Segmentation annotation records:
╭──

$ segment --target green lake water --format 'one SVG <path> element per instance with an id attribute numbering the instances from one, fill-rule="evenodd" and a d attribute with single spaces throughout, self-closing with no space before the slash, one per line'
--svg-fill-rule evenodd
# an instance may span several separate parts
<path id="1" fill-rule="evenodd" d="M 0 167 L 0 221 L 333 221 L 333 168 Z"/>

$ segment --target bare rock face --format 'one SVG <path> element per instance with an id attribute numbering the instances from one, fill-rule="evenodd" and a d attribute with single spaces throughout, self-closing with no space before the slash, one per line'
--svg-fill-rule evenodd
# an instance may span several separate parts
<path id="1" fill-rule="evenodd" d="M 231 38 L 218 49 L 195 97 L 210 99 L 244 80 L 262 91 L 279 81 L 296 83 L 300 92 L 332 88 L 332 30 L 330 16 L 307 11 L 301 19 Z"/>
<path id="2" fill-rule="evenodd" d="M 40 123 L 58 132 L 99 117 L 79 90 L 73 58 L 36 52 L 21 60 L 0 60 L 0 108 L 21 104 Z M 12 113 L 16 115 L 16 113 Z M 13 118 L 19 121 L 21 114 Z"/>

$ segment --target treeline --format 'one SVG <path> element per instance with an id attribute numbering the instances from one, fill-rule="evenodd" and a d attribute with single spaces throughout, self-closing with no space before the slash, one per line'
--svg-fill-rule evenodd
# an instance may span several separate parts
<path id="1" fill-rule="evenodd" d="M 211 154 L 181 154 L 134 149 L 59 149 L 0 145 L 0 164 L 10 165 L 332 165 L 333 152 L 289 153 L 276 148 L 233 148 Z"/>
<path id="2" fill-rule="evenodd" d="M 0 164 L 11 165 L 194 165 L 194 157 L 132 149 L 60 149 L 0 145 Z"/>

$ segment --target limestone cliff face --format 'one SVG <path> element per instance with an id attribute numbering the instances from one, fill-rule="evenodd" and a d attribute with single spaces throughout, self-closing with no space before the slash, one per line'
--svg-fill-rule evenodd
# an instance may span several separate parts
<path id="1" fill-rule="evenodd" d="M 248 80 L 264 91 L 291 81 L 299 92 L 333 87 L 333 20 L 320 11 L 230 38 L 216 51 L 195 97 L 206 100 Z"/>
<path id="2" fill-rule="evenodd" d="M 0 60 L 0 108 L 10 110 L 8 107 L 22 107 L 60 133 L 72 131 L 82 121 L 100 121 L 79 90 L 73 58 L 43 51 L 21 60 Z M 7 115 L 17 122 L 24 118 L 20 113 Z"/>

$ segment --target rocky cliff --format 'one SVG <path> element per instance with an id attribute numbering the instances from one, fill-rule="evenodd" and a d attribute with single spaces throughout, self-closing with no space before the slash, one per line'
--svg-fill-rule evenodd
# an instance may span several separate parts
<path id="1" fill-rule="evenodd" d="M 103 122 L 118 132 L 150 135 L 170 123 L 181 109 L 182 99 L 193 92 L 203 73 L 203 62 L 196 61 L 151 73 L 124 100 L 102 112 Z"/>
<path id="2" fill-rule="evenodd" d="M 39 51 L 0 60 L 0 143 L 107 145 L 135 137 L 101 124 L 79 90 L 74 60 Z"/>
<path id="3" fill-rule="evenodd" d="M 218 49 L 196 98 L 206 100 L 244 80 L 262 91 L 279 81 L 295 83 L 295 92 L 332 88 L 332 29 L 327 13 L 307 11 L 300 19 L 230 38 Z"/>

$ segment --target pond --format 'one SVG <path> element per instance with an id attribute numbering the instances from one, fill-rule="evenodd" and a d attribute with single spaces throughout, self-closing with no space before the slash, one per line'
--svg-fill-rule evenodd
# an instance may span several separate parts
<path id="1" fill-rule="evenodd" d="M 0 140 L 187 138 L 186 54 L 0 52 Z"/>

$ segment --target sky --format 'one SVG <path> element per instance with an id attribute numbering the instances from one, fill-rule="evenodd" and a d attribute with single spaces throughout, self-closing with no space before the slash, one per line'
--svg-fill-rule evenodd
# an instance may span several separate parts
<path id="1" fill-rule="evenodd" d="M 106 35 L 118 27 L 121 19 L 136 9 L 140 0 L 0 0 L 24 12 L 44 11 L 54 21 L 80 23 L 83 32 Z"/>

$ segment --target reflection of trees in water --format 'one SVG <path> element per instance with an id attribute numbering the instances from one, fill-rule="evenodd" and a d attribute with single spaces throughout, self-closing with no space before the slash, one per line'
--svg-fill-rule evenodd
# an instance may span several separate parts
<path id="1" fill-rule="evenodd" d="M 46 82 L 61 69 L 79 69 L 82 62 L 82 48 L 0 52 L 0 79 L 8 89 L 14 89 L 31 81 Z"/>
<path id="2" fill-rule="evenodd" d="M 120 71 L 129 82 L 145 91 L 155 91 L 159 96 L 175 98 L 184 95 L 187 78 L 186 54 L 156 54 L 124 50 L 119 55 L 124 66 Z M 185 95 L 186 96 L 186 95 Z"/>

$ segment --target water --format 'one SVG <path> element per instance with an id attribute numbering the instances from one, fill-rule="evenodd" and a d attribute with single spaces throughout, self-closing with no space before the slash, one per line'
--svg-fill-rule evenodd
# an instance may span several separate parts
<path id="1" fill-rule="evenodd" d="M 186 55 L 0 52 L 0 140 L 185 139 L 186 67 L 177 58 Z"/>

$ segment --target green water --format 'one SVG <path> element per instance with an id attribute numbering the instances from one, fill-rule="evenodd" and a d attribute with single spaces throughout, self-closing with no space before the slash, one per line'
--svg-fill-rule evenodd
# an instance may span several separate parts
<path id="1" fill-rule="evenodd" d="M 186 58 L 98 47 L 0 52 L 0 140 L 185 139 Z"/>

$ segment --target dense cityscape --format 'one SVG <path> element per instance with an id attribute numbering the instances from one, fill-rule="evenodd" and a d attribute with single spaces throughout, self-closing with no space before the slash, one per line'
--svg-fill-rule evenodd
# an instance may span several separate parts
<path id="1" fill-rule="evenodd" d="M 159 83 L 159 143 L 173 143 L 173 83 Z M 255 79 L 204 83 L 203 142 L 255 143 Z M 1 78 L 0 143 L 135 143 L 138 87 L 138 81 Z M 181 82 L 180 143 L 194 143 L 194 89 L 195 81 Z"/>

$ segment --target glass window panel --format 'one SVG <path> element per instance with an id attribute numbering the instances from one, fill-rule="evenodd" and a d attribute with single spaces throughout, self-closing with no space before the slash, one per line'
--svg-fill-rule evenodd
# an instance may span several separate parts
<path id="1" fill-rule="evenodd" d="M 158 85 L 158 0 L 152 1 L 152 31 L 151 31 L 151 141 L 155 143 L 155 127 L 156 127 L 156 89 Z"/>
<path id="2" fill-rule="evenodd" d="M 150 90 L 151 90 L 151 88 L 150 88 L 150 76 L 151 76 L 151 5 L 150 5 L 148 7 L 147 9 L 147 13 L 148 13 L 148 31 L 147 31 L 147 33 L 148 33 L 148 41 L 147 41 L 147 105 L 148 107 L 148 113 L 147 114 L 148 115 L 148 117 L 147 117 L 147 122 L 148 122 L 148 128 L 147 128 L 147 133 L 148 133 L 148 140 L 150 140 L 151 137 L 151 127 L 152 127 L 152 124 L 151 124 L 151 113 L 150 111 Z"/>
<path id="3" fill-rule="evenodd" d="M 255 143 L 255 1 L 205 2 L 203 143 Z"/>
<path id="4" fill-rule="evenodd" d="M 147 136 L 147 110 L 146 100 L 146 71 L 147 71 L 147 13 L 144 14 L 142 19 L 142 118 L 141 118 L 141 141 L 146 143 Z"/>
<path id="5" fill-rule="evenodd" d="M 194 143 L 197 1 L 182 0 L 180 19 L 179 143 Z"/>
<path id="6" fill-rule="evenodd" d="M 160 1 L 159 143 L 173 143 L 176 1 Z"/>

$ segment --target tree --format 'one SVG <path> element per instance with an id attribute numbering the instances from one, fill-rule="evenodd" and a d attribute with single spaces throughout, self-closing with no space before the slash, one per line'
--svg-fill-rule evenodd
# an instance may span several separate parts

╰──

Copy the lines verbatim, starting at the line containing "--target tree --format" and ending at the end of the records.

$ segment --target tree --format 'one SVG <path> element per instance with an id attribute numbering the instances from one, fill-rule="evenodd" and a d attribute with single spaces throughout, self-closing with no space before the slash, one per line'
--svg-fill-rule evenodd
# an instance may span several separate parts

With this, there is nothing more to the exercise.